» **Items**:
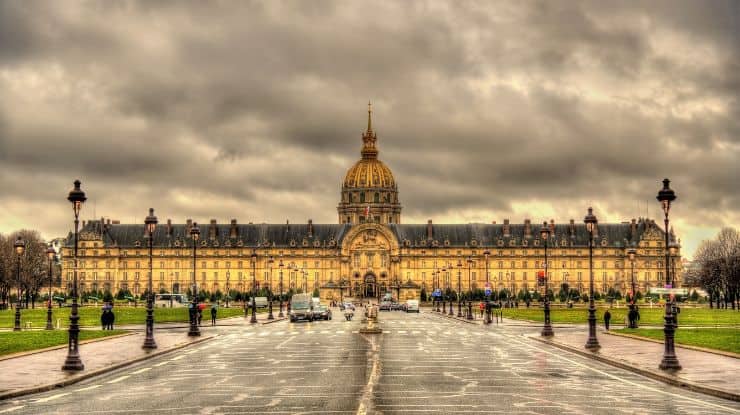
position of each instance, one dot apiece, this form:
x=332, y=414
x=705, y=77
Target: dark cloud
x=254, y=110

---

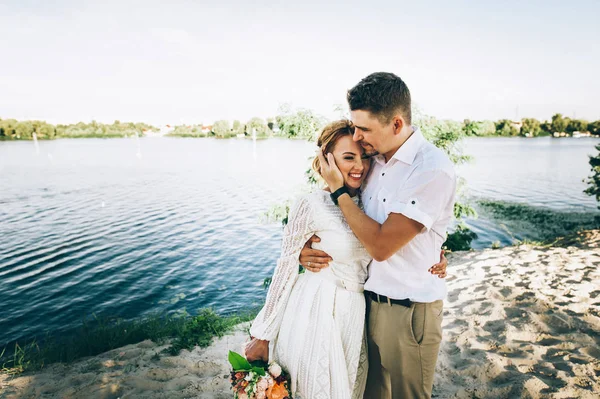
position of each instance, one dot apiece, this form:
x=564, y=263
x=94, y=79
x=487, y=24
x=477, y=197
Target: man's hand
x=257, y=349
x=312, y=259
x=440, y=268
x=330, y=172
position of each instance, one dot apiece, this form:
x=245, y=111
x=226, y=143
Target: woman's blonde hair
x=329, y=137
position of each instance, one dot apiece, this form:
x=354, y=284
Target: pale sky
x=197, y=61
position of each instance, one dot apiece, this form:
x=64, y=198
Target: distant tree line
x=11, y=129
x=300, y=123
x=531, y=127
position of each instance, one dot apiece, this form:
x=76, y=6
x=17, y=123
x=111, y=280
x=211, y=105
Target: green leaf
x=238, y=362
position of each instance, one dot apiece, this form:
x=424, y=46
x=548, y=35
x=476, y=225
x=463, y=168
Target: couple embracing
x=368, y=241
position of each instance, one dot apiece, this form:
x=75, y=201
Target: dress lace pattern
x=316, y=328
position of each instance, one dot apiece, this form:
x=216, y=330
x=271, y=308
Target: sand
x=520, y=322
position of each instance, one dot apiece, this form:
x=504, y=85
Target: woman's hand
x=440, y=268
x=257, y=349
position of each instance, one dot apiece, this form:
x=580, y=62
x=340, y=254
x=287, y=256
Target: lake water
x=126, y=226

» **Prompt**: Pick out every line above that contains the string "hand", treating uppercase and lowercase as different, and copy each of those lines.

» **Output of the task**:
Target: man's hand
Target: woman's hand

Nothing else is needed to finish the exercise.